Texte présenté:
++++++++
En quatre ans et sept mois de primature, je n’ai pas détourné un dollar
Matata Ponyo est désormais un poil à gratter. Fin mars, il rend public le dernier arrangement en cours au Sénat. Il refuse la Hyundai flambant neuve offerte aux élus. « C’est une honte, rendez-vous compte. En ville, un véhicule pareil vaut 75 000 dollars. Pour un groupe, il a dû atteindre au moins 40 000 dollars, et multiplié par le nombre de membres… Avec cet argent nous pourrions acheter un avion, construire des écoles ! » Alors que, l’année dernière, 500 jeeps ont été distribuées aux députés acceptant de rallier l’Union sacrée, la révélation de cette nouvelle affaire fait mauvais genre. « C’est de la corruption pure et simple ! » assène-t-il.
Hier encore accusé de détournements, le voici devenu exemplaire. « En quatre ans et sept mois de primature, je n’ai pas détourné un dollar », assure-t-il. Matata Ponyo ne manque pas une occasion de rappeler qu’il détient le record de longévité à la tête d’un gouvernement congolais – entre 2012 et 2016 – et ne trouve rien à redire sur son action à la tête de l’État.
Soif de revanche
Directeur général du bureau central de coordination de 2003 à 2010 avant de devenir ministre des Finances puis Premier ministre, il est fier de son parcours. « Avant moi, rien de ce que j’ai fait n’avait été fait. Et après moi, rien de ce que j’ai fait n’a été fait. Depuis l’indépendance, personne n’a fait aussi bien que moi », lance-t-il.
Christine Lagarde m’a dit : “Mais comment fais-tu pour si bien réussir ?”
John Kerry, l’ancien secrétaire d’État américain, Christine Lagarde, alors patronne du FMI… À l’entendre, les plus puissants de ce monde ne tarissaient pas d’éloges à son égard. « Christine m’a dit : “Mais comment fais-tu pour si bien réussir ?” », rapporte-t-il sans rougir. Des compliments impossibles à vérifier.
Est-ce le signe d’une inextinguible ambition ? Peut-être est-ce la soif de reconnaissance qui fait courir ce fils d’un tireur de vin de palme de Kindu, dans la province du Maniema (Est). Celui qui vivait dans une maison de paille et de brique, « quasiment nu avec aux pieds des babouches abîmées pour souliers ». « Je suis comme un rêve américain ! » clame-t-il.
Suffisant, Matata ? « C’est de la foutaise ! Je suis invisible, je ne fréquente pas les bars et les restaurants de Kinshasa, je me fais discret », répond-il. Tout de même, jusqu’au sein de son ancienne famille politique, l’homme agace. « Il est autocentré et n’a pas le caractère d’un démocrate, lâche un cadre du Parti du peuple pour la reconstruction et la démocratie (PPRD) de Joseph Kabila. Lorsqu’il était Premier ministre, il s’immisçait dans toutes les affaires et ne respectait pas la séparation des pouvoirs. » Les relations étaient devenues si délétères, en 2021, qu’il a fini par quitter le PPRD et la coalition du Front commun pour le Congo (FCC), où il se disait mal-aimé.
++++++++
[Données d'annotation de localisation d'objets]
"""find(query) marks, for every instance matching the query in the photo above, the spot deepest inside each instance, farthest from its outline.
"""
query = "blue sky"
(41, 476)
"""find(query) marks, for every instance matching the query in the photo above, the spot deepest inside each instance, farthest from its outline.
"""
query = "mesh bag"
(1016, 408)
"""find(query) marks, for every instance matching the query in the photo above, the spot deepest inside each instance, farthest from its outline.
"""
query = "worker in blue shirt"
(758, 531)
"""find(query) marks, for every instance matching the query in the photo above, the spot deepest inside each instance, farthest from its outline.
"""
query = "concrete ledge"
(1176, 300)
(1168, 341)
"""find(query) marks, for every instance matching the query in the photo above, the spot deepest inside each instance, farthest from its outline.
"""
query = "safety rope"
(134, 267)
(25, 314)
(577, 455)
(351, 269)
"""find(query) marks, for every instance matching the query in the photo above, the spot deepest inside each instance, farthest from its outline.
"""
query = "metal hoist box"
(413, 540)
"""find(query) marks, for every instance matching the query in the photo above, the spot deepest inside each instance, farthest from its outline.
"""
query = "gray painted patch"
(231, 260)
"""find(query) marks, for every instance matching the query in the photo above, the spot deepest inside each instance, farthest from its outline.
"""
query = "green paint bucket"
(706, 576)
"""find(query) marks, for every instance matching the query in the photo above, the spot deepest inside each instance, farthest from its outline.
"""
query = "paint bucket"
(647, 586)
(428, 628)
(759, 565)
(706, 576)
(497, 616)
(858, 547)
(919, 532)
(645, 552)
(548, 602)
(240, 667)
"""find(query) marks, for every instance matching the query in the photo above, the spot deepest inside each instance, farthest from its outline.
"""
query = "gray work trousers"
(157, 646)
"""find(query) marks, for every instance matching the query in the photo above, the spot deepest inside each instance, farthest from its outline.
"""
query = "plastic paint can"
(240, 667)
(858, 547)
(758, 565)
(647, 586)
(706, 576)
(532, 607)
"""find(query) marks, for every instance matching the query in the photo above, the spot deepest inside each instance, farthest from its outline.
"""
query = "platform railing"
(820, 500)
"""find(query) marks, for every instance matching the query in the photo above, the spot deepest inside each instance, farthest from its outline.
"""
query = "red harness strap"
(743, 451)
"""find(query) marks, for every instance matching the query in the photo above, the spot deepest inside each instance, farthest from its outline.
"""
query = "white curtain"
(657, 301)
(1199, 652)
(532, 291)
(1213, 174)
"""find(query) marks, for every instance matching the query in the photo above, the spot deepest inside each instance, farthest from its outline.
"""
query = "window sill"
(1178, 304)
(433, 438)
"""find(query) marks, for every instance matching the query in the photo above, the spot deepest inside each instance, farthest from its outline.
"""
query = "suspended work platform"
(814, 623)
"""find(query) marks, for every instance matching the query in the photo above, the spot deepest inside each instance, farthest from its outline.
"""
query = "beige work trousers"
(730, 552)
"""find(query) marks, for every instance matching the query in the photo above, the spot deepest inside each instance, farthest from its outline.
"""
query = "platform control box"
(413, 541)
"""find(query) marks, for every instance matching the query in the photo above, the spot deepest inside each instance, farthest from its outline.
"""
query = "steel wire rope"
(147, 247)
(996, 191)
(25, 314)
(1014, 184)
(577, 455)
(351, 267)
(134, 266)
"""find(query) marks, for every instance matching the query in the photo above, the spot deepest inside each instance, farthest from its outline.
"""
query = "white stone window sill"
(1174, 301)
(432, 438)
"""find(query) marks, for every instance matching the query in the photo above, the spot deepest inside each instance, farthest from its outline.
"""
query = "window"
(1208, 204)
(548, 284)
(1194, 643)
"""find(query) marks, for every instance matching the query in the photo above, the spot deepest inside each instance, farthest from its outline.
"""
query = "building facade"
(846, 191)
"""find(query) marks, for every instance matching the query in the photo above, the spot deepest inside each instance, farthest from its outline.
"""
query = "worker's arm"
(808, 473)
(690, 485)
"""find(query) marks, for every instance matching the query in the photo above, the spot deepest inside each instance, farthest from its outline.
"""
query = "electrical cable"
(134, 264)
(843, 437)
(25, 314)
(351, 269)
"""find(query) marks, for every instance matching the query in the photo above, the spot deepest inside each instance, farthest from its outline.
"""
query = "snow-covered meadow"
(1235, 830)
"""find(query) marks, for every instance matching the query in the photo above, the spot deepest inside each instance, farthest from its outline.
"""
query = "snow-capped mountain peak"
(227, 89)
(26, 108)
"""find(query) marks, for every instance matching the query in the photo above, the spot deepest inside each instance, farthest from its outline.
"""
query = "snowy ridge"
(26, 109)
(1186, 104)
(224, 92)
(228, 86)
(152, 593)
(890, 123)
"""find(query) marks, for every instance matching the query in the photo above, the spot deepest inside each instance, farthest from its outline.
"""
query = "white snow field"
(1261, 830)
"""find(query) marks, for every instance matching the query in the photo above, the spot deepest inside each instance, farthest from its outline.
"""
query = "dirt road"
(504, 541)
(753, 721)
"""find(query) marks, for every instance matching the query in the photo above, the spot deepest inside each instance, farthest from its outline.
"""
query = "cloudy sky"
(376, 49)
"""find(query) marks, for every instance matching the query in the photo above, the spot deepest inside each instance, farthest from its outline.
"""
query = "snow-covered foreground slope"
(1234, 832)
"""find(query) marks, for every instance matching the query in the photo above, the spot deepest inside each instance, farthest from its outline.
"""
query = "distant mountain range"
++++++++
Travail demandé:
**a.** Relevez toutes les personnes désignées par leur nom dans le texte sur Matata Ponyo.
**b.** Prolongez, s'il vous plaît, le texte sur Matata Ponyo à partir de sa dernière phrase.
Ces enregistrements n'ont aucun rapport avec le texte.

Réponses par tâche:
**a.**
- Matata Ponyo
- John Kerry
- Christine Lagarde
- Joseph Kabila

**b.**
Il a tout de même gardé de bons rapports avec l’ancien chef de l’État, qu’il a pris soin d’informer de sa candidature à la présidentielle, et peut compter sur les liens solides qui l’unissent à certains membres de sa famille, notamment sa sœur, Jaynet. D’aucuns rappellent aussi que cet homme ambitieux conserve tout de même quelques soutiens dans le marigot politique : en 2021, les sénateurs n’ont pas immédiatement accepté de lever son immunité.
Destin à la Macron
Ni chez Kabila ni chez Tshisekedi, l’homme semble néanmoins bien seul. C’est entouré de l’équipe de Congo Challenge – son cabinet de conseil avec lequel il a notamment travaillé pour le Guinéen Alpha Condé et pour le président togolais Faure Essozimna Gnassingbé – et d’anciens collaborateurs de la primature qu’il se lance dans l’aventure présidentielle.
Qu’importe, l’homme dit rêver d’un destin à la Macron – une comparaison soufflée par un communicant. « Les Congolais gardent un très bon souvenir de ses années de gestion, veut nous persuader le professionnel en question. Il y a un trou de souris dans lequel il peut se glisser. »
Par-delà les clivages, Matata Ponyo espère surprendre en 2023. Foi de CIA : « En 2018, l’agence américaine de renseignements avait réalisé un sondage qui assurait que je gagnerais face à n’importe quel opposant », déclare-t-il.
Il n’en a pas fini avec les noms illustres. Citant Machiavel, il dit détester les médiocres qui habituellement gouvernent et vouloir ouvrir l’ère des « meilleurs d’entre tous ». Décidément, rien ne semble arrêter Matata Ponyo. À 6,5 km/h, chaque jour, il avance résolument. Il lui faudra simplement veiller à ne pas se prendre les pieds dans le tapis.